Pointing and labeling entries
......

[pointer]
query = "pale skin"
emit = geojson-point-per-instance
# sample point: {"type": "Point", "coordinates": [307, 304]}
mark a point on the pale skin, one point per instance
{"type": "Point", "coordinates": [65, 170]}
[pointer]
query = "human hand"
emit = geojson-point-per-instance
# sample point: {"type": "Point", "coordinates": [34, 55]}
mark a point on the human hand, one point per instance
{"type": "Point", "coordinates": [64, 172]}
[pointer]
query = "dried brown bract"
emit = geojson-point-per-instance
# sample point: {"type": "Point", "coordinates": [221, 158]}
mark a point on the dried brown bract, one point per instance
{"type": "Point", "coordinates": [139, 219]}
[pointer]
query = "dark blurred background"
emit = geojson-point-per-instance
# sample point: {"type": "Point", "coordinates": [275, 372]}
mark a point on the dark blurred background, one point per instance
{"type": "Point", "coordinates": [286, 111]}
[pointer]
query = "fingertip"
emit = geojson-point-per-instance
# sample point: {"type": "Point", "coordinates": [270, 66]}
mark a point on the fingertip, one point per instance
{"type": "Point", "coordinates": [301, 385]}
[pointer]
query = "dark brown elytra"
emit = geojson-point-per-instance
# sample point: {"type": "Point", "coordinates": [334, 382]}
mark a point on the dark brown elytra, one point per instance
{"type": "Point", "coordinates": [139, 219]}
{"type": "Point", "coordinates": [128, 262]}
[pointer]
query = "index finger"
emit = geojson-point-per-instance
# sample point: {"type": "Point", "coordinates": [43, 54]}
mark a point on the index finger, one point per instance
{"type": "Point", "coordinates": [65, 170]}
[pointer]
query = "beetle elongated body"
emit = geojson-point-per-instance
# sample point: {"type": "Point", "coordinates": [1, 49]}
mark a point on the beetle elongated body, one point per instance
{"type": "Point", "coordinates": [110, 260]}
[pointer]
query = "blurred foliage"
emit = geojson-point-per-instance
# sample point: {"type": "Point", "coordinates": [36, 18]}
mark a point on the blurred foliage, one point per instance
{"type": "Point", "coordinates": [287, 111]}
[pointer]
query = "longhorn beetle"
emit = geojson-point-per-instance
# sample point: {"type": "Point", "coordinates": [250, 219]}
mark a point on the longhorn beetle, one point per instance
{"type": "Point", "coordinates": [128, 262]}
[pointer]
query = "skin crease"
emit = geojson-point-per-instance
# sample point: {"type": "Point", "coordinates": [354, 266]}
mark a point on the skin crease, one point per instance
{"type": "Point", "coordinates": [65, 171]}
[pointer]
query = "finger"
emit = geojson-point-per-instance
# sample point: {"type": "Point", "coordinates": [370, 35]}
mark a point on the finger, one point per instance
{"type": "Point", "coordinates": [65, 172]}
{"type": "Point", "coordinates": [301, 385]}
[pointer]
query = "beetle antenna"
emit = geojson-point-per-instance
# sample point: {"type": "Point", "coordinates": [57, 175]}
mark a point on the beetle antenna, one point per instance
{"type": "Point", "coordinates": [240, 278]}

......

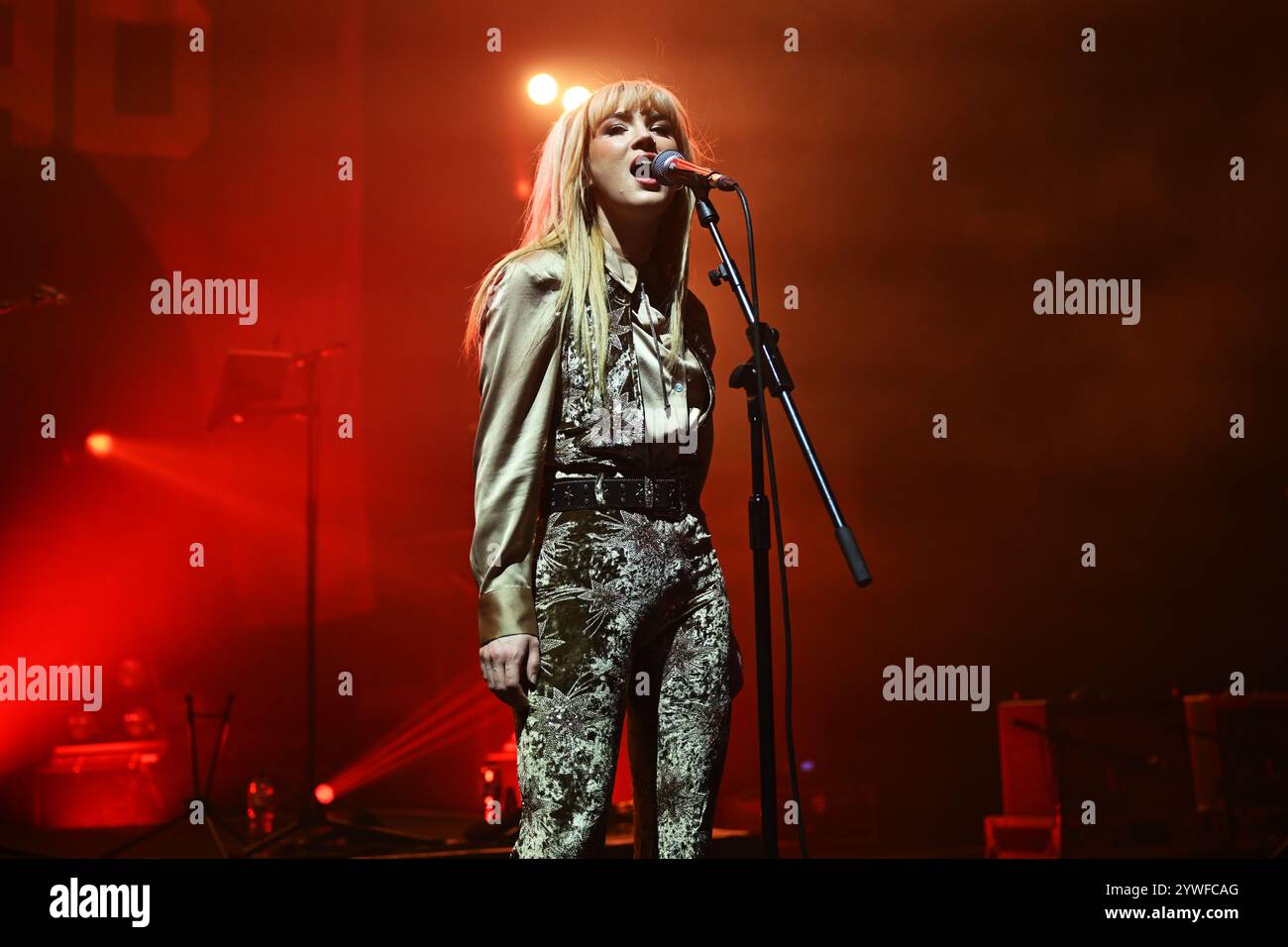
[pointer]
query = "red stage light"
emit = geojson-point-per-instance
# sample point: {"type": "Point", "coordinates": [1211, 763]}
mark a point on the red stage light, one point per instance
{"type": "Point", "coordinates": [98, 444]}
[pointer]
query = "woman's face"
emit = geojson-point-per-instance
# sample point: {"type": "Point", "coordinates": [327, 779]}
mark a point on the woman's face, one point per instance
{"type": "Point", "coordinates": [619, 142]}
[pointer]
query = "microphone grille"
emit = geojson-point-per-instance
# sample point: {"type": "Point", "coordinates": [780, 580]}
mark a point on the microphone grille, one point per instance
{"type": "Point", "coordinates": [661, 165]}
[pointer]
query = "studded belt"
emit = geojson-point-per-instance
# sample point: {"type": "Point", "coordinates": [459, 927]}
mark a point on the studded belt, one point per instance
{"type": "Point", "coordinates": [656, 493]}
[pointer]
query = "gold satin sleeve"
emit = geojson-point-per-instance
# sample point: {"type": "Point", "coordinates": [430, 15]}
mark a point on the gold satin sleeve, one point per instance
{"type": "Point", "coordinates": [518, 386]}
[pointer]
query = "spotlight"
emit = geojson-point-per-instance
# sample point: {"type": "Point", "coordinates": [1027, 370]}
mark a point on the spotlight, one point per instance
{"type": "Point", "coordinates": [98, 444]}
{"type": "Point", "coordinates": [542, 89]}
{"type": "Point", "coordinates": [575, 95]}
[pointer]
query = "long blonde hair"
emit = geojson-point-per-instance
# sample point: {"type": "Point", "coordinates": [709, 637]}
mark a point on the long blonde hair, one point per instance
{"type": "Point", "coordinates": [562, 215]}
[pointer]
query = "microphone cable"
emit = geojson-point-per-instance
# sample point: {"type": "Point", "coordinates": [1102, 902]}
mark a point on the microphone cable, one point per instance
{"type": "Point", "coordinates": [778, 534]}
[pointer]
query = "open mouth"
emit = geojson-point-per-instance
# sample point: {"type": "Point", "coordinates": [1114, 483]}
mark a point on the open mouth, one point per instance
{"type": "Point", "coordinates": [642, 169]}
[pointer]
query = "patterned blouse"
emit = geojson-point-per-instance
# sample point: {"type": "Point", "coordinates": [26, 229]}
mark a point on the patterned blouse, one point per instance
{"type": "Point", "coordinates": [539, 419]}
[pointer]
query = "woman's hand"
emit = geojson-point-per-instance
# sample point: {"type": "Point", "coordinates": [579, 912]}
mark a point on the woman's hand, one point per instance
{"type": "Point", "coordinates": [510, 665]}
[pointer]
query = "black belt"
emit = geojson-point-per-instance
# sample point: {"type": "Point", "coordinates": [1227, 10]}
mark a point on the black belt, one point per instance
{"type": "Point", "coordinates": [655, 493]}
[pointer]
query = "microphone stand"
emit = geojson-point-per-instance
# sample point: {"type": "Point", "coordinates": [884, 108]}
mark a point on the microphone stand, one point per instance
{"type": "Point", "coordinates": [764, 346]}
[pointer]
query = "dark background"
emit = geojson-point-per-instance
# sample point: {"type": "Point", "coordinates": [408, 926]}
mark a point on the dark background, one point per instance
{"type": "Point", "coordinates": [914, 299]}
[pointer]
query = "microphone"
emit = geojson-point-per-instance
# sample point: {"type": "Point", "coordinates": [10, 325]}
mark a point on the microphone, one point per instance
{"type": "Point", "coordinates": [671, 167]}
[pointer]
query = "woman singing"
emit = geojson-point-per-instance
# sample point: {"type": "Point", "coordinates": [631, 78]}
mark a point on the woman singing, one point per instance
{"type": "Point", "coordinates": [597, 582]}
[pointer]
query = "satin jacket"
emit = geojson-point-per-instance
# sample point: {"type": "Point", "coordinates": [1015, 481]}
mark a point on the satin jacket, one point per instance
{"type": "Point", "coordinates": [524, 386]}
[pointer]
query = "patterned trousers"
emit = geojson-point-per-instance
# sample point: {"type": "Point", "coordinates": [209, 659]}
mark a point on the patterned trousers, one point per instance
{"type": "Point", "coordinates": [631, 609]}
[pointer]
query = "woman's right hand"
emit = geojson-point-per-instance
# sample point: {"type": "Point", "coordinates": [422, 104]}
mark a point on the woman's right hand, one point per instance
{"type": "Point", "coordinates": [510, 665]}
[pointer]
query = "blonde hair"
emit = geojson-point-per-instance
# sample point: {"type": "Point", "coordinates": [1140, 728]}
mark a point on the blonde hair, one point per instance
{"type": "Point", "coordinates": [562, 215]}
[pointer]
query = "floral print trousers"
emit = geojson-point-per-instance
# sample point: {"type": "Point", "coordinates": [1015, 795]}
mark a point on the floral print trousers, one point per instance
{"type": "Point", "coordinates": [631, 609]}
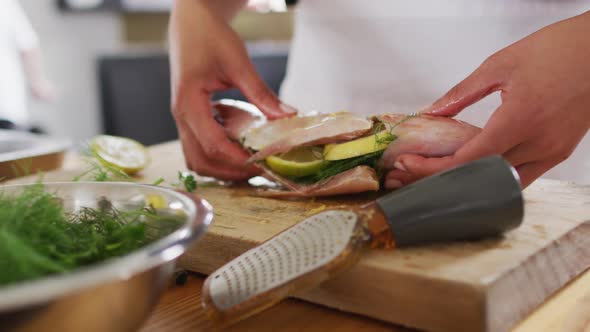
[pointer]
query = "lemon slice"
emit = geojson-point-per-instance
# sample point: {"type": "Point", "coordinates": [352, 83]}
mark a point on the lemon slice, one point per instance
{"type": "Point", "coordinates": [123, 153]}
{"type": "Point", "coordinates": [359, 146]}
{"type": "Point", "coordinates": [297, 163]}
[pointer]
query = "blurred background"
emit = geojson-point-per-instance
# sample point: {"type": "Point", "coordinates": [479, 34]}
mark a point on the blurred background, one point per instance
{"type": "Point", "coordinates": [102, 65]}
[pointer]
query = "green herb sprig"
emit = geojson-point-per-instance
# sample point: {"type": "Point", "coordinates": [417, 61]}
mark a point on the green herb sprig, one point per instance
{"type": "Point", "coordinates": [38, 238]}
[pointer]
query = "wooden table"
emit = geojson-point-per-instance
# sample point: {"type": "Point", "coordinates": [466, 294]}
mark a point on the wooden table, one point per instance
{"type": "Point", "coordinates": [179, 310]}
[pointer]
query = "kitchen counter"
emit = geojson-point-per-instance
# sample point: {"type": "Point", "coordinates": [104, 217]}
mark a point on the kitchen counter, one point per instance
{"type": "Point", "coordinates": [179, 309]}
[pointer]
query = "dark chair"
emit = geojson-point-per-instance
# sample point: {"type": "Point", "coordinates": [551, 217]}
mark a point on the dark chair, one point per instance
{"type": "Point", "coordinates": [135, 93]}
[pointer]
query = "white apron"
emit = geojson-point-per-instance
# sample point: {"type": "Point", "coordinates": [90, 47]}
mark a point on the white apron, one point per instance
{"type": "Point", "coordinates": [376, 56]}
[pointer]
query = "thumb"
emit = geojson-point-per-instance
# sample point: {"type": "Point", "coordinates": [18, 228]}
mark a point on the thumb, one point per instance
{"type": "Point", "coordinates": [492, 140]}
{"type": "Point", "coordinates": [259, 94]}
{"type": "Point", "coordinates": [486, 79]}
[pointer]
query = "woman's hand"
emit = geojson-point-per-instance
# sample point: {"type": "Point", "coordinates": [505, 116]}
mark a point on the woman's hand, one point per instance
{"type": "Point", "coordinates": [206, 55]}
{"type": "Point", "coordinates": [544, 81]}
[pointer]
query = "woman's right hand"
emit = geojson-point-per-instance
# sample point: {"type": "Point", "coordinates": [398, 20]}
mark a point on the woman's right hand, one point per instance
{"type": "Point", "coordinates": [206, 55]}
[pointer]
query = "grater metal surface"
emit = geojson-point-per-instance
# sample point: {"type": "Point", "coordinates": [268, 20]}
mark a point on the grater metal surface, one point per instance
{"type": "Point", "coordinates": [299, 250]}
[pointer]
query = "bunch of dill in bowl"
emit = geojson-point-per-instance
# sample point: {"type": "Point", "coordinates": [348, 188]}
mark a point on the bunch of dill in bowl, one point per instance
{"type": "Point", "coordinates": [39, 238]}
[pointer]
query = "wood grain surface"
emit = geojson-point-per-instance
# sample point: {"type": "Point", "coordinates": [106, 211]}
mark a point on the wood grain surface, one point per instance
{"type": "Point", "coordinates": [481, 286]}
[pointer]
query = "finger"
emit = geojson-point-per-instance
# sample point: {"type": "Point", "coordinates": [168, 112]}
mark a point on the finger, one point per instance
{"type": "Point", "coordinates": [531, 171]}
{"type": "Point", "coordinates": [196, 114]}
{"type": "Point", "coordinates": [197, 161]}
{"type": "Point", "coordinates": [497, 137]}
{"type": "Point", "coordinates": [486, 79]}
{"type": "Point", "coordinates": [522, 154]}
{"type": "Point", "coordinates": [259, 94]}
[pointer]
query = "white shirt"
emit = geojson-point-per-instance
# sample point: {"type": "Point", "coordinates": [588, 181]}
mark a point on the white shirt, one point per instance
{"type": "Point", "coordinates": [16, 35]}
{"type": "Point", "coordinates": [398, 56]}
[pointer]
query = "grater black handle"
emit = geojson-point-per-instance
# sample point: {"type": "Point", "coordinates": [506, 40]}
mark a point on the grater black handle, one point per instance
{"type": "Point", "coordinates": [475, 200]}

......

◆ Challenge ◆
Collect each line of the material above that contains the string "print", treating uppercase and lowercase letters as different.

◆ Exercise result ◆
query = "floral print trousers"
mark a point on the floral print trousers, one point per instance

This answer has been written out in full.